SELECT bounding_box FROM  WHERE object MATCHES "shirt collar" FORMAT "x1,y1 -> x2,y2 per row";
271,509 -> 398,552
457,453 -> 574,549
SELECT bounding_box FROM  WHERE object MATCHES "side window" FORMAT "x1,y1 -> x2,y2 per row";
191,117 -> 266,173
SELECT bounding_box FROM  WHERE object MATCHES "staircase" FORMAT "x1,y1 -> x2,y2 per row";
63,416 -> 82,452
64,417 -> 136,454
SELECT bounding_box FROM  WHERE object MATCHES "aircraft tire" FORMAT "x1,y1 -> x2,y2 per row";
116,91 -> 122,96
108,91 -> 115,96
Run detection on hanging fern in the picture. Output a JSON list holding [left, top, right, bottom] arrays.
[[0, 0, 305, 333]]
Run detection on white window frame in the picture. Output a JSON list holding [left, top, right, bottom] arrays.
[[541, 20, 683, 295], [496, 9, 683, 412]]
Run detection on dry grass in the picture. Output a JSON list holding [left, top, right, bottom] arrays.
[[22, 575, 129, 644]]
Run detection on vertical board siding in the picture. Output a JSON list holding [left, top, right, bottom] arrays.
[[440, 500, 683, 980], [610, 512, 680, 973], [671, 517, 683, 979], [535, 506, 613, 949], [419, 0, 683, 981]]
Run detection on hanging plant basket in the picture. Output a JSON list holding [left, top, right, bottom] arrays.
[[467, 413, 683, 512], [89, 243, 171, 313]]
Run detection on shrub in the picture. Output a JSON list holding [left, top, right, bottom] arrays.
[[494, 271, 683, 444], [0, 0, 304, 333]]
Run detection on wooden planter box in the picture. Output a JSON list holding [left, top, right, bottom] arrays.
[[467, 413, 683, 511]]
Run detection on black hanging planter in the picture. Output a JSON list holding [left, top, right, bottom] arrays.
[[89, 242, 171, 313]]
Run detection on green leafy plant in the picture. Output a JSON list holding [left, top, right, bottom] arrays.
--------------------
Problem to work on: Reproduce the stretch of entries above that begins with the line containing "Run detection on white" and ends with the line containing "[[467, 413, 683, 511]]", keeping both of those lines and copying every line without change.

Response:
Run detection on white window frame in the picture. Output a JSON list holding [left, top, right, bottom] arrays.
[[541, 20, 683, 295], [496, 9, 683, 412]]
Run detection on dry grass in the picture. Output a JSON list holding [left, top, right, bottom] arrays.
[[22, 575, 129, 644]]
Run detection on vertical board siding in the picture. Output a JSON list holding [left, top, right, bottom] arrays.
[[440, 500, 683, 980], [610, 512, 680, 973], [671, 517, 683, 979], [535, 506, 613, 949], [419, 0, 683, 981]]
Run detection on hanging plant basket in the picture. Output a JSON list holding [left, top, right, bottom] arrays.
[[467, 413, 683, 512], [89, 243, 171, 313]]
Run detection on shrub in the picture. Output a JSON list holding [left, top, right, bottom] arrays.
[[494, 271, 683, 444], [0, 0, 304, 333]]
Run detection on wooden planter box in the picture. Output a JSON list holding [left, top, right, bottom] arrays.
[[467, 413, 683, 511]]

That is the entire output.